● **What needs to be done**
Only the lines starting at the one that contains "Question. Place a dot on every instance of the cactus areole" and running to the end should be repeated, exactly as written.

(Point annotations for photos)
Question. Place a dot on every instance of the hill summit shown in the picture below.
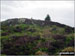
(23, 36)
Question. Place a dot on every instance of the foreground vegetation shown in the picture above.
(26, 39)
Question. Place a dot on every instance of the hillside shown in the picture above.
(22, 36)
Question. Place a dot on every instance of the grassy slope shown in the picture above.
(50, 38)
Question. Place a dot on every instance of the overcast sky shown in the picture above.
(59, 11)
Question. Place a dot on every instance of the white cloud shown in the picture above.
(60, 11)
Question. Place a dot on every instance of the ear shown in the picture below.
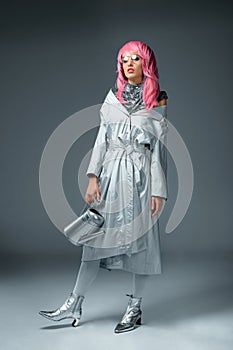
(163, 102)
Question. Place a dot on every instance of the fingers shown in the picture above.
(90, 197)
(156, 205)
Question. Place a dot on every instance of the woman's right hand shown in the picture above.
(92, 190)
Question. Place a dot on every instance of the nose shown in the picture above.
(130, 62)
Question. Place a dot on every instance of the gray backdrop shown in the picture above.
(57, 58)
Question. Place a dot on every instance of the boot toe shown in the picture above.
(123, 327)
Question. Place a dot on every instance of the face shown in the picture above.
(132, 67)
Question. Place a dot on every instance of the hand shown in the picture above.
(156, 205)
(92, 190)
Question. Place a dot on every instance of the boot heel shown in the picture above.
(75, 322)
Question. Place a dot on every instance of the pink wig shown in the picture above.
(151, 89)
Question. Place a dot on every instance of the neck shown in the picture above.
(135, 81)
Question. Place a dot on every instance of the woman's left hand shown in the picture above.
(156, 205)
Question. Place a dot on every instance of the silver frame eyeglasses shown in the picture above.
(134, 57)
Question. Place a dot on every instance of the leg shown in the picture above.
(86, 275)
(72, 307)
(139, 283)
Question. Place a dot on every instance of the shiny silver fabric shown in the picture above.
(72, 308)
(85, 227)
(131, 317)
(127, 180)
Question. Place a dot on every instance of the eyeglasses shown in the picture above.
(133, 57)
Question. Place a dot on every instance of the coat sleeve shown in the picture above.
(99, 150)
(158, 166)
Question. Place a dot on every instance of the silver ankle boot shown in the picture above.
(72, 308)
(132, 316)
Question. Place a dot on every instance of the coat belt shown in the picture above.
(133, 151)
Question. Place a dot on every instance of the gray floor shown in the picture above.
(189, 306)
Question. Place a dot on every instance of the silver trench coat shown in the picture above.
(129, 173)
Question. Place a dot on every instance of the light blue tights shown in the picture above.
(88, 272)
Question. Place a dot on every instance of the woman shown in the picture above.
(128, 168)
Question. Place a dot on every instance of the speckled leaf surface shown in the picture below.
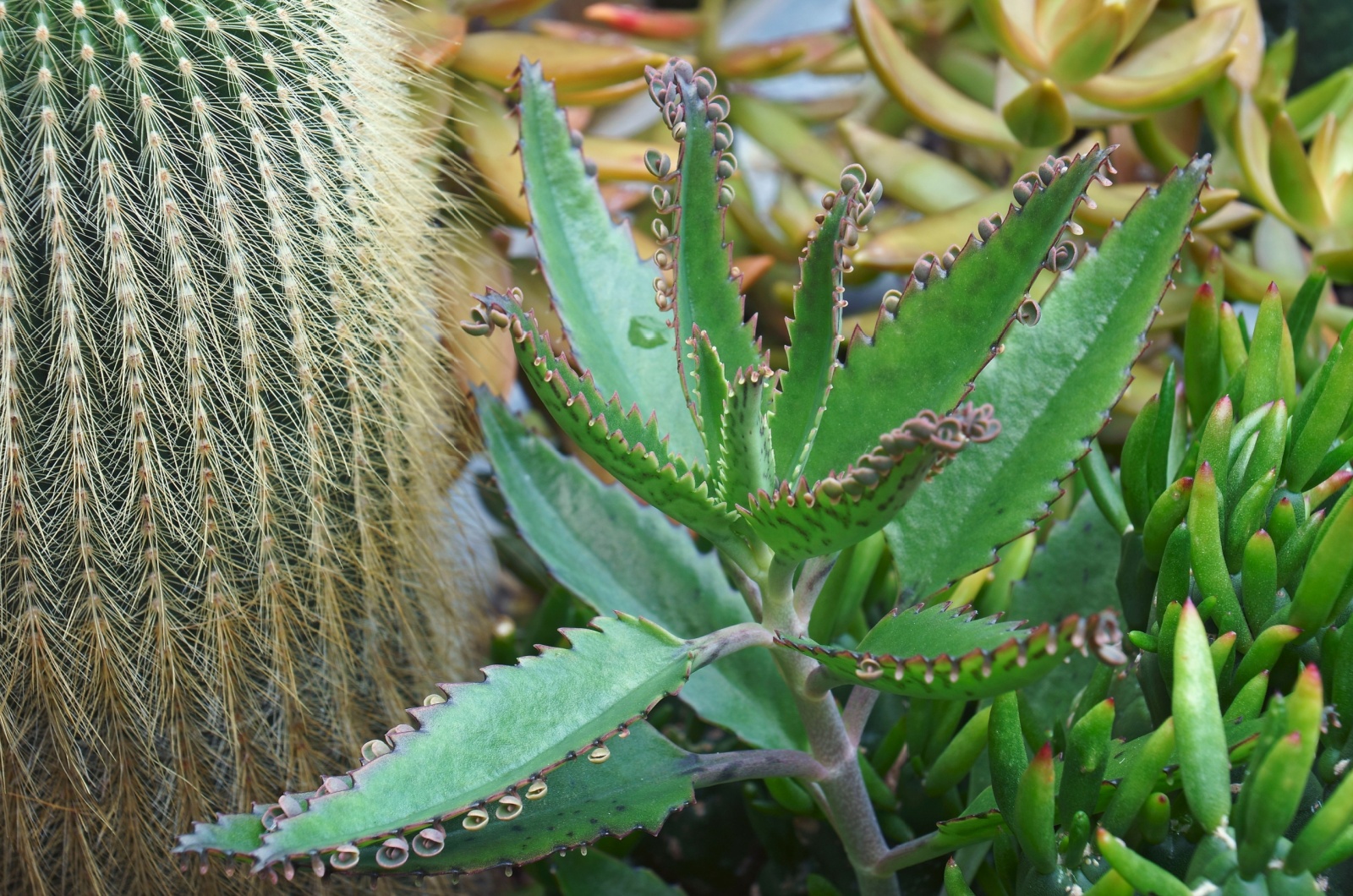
(629, 447)
(1052, 387)
(933, 347)
(946, 653)
(491, 736)
(619, 555)
(600, 286)
(644, 780)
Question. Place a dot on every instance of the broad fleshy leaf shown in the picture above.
(930, 347)
(624, 444)
(800, 522)
(619, 555)
(707, 294)
(487, 740)
(946, 653)
(1053, 385)
(597, 281)
(644, 780)
(920, 91)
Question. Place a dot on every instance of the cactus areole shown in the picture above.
(218, 425)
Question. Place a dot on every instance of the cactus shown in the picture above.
(222, 432)
(778, 472)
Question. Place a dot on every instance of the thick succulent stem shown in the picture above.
(842, 784)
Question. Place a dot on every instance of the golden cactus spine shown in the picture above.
(222, 443)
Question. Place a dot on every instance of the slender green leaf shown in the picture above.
(946, 653)
(619, 555)
(1052, 387)
(627, 445)
(708, 295)
(813, 336)
(490, 738)
(927, 351)
(599, 283)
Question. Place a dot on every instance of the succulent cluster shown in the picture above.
(796, 481)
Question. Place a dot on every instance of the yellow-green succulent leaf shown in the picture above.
(1038, 115)
(920, 91)
(1154, 92)
(915, 176)
(1294, 183)
(1091, 46)
(786, 137)
(946, 653)
(1014, 38)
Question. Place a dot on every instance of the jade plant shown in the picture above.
(762, 494)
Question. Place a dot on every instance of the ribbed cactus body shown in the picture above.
(218, 425)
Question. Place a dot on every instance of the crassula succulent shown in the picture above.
(865, 439)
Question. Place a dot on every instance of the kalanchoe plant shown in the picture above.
(780, 473)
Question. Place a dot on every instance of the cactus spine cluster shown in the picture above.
(220, 434)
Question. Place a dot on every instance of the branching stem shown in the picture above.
(842, 785)
(743, 765)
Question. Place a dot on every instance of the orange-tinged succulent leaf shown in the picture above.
(491, 57)
(489, 135)
(1154, 92)
(620, 159)
(915, 176)
(1091, 46)
(945, 653)
(920, 91)
(1294, 183)
(433, 37)
(1014, 37)
(502, 13)
(1192, 44)
(666, 25)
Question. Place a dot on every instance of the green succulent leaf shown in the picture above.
(928, 348)
(813, 337)
(617, 555)
(748, 459)
(490, 740)
(626, 444)
(602, 875)
(804, 520)
(946, 653)
(599, 283)
(644, 780)
(1053, 386)
(708, 295)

● **Response below**
Question. Place a dot on every instance of the cactus areole shown in the picture above.
(218, 425)
Question. Place a dot on every instance of the cactus shown in the picture above.
(222, 432)
(778, 472)
Question. Place a dot on every instance of the thick succulent stem shown in the picture above.
(842, 784)
Question. Place a dot on every instance of the golden cactus spine shown in the picture above.
(222, 443)
Question. Place a dot on every instance of the slender green leaf shown in the picture above.
(946, 653)
(619, 555)
(1052, 387)
(627, 445)
(708, 295)
(813, 336)
(490, 738)
(927, 351)
(599, 283)
Question. Place a dot on every instance of the succulent cluster shown in the picture above.
(796, 481)
Question. Place a dot on every instance of the yellow-green succulent leaf shown in the picture above.
(1038, 115)
(920, 91)
(1154, 92)
(915, 176)
(1294, 183)
(1091, 46)
(786, 137)
(946, 653)
(1014, 38)
Question. Place a dot on every instance of the jade plant shown in the picture above.
(762, 494)
Question. Place a dot on every instance of the ribbed cactus body shown in the picture above.
(218, 425)
Question. Place a dot on every instance of the crassula succulent shown in the picture above.
(865, 439)
Question. Place a dot on every instance of the kalanchoe plant shown in the picture above.
(780, 473)
Question. Place a dot on every instance of the cactus spine cluster shown in the picture above.
(220, 434)
Question. Place a dot on every instance of the branching stem shown in the picture above.
(842, 785)
(743, 765)
Question. Place a dot on every instance of the orange-tinged succulent leaf shown in the picture above.
(491, 57)
(489, 135)
(1154, 92)
(620, 159)
(915, 176)
(1091, 46)
(945, 653)
(920, 91)
(1294, 183)
(433, 37)
(1014, 37)
(502, 13)
(1192, 44)
(666, 25)
Question. Place a dot on every instance of the green succulent leaf shown in the picture above.
(928, 348)
(813, 337)
(617, 555)
(748, 459)
(490, 740)
(626, 444)
(602, 875)
(804, 520)
(946, 653)
(599, 283)
(644, 780)
(1053, 386)
(708, 295)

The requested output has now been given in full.